▶ **Requirement**
Which of the lines below include the word "hair"? Pull each one out.

[Image point grounding data]

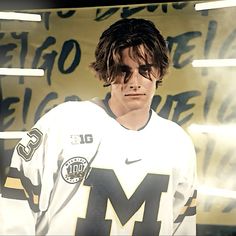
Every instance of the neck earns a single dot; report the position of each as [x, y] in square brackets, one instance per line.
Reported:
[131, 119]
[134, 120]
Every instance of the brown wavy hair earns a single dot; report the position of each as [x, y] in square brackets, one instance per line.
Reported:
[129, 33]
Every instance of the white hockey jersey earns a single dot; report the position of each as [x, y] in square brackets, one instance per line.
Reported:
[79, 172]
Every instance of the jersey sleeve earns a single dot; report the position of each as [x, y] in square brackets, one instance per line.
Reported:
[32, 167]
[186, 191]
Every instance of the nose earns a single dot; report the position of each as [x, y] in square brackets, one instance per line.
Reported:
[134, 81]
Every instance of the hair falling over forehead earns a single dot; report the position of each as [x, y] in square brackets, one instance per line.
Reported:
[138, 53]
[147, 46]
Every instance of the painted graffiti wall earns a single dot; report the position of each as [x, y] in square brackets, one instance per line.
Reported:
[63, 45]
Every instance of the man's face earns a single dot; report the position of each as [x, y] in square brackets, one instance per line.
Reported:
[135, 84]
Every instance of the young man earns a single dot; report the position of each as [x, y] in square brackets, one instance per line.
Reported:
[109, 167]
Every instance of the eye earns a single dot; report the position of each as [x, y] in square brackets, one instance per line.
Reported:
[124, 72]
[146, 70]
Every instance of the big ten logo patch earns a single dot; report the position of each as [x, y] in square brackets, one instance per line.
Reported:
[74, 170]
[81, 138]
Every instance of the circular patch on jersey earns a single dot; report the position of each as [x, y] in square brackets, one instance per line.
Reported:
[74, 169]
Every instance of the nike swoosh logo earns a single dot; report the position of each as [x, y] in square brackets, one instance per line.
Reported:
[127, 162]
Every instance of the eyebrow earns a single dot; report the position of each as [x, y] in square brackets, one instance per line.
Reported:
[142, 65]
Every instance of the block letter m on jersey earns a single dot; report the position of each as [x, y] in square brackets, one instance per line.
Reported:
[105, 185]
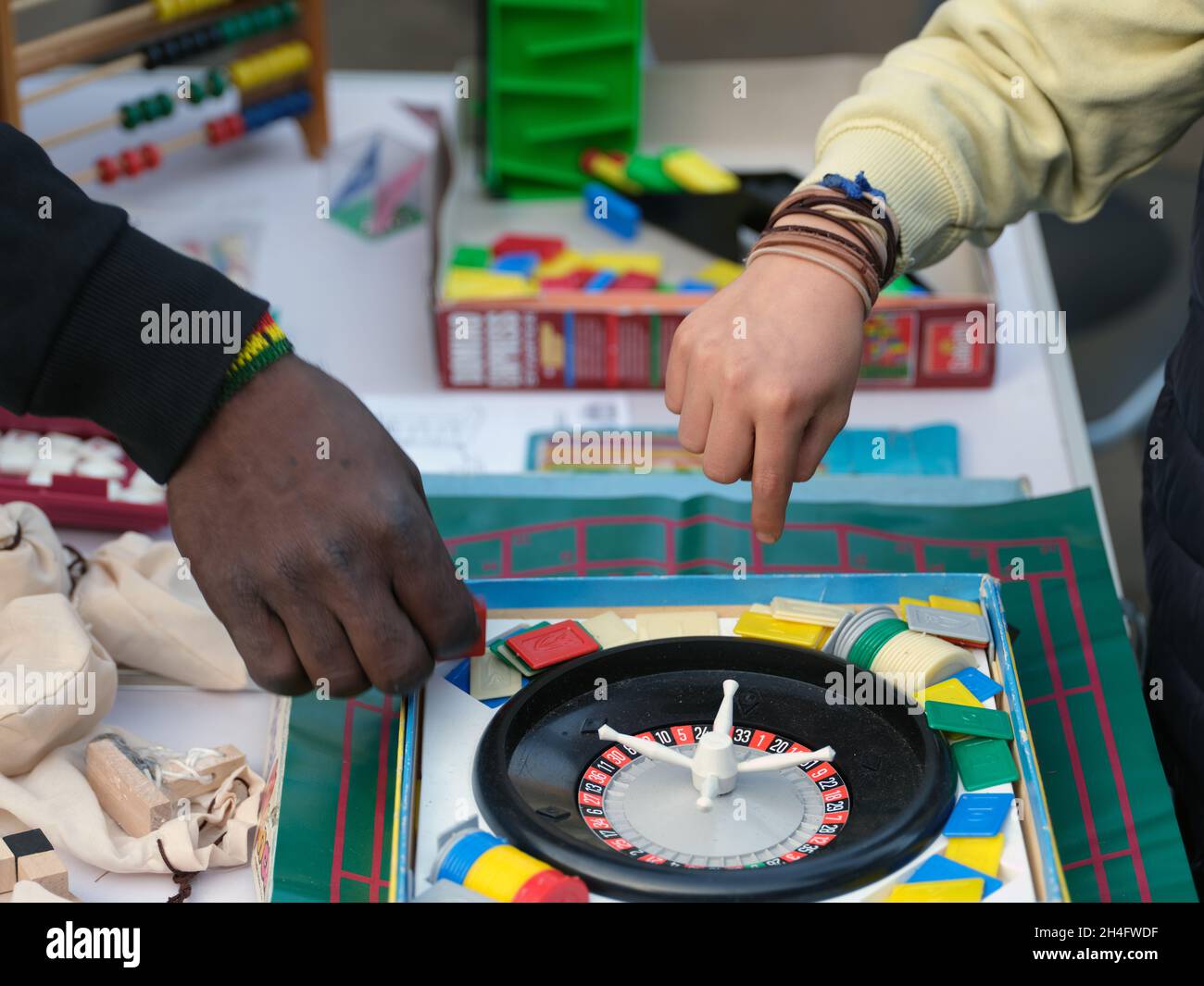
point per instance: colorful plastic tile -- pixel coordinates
...
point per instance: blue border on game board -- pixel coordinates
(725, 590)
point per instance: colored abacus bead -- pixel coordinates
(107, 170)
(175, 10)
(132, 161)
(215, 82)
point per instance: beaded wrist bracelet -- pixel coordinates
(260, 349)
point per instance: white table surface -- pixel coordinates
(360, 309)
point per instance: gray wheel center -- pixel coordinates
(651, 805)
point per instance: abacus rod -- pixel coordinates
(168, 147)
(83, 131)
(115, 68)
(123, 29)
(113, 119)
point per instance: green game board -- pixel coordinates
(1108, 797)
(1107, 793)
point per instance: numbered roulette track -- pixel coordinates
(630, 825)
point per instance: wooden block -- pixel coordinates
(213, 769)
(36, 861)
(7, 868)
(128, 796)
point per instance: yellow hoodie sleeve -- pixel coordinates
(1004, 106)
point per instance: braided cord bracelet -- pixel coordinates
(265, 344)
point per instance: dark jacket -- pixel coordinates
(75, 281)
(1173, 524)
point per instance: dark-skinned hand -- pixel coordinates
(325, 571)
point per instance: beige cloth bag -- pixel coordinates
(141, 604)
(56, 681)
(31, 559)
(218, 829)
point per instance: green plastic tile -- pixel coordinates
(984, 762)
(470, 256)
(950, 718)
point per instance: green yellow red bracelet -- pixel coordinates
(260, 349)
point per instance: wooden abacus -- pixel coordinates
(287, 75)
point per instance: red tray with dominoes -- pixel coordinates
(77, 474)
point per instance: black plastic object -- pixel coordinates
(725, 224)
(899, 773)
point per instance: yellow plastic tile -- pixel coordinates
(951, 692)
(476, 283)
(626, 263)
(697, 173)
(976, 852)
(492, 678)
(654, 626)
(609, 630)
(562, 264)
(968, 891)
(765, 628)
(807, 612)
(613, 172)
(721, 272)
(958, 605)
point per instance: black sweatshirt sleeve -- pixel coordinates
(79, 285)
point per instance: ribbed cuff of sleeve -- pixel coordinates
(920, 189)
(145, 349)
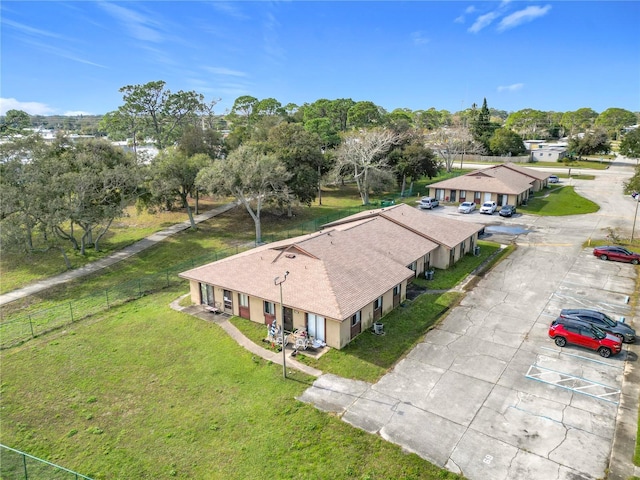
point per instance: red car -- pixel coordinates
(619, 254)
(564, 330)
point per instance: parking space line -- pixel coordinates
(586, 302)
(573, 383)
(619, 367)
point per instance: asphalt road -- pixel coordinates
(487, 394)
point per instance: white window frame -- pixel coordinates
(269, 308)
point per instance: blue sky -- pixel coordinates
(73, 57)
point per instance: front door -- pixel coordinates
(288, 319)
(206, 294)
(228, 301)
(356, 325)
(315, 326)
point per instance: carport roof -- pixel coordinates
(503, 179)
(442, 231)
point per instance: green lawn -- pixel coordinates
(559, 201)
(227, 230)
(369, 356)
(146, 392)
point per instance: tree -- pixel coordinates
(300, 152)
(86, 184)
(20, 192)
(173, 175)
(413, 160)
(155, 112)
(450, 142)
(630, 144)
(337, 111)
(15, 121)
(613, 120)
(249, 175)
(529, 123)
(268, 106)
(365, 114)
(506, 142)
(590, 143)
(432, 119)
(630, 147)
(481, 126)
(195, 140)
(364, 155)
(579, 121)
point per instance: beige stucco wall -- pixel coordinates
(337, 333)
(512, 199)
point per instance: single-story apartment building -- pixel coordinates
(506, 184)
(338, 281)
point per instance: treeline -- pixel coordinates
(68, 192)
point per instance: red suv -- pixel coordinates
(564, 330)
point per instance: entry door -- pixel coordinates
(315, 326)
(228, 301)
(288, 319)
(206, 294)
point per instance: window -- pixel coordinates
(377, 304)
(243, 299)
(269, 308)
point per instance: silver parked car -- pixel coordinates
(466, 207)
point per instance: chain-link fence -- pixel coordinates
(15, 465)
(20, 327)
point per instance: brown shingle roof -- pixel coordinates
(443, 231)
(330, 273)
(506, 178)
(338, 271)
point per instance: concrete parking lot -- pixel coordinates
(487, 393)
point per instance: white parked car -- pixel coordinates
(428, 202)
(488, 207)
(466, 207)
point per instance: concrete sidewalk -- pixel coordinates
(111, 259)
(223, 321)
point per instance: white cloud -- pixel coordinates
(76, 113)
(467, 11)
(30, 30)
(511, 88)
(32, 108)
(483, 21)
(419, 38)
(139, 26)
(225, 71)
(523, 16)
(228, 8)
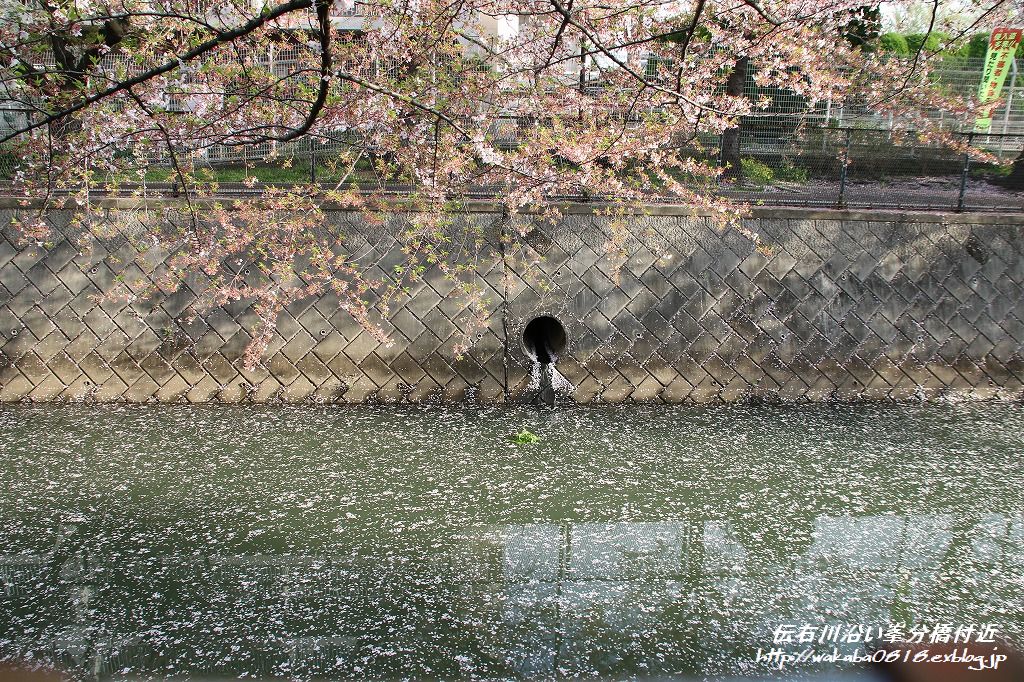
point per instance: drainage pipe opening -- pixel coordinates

▶ **Output of the task**
Every instance of the brown wavy hair earns a single dot; report the position of each as [x, y] in square brackets, one instance per line.
Every instance of the hair falling over forehead earns a single dot; report the position of each as [x, y] in square brackets, one instance per line.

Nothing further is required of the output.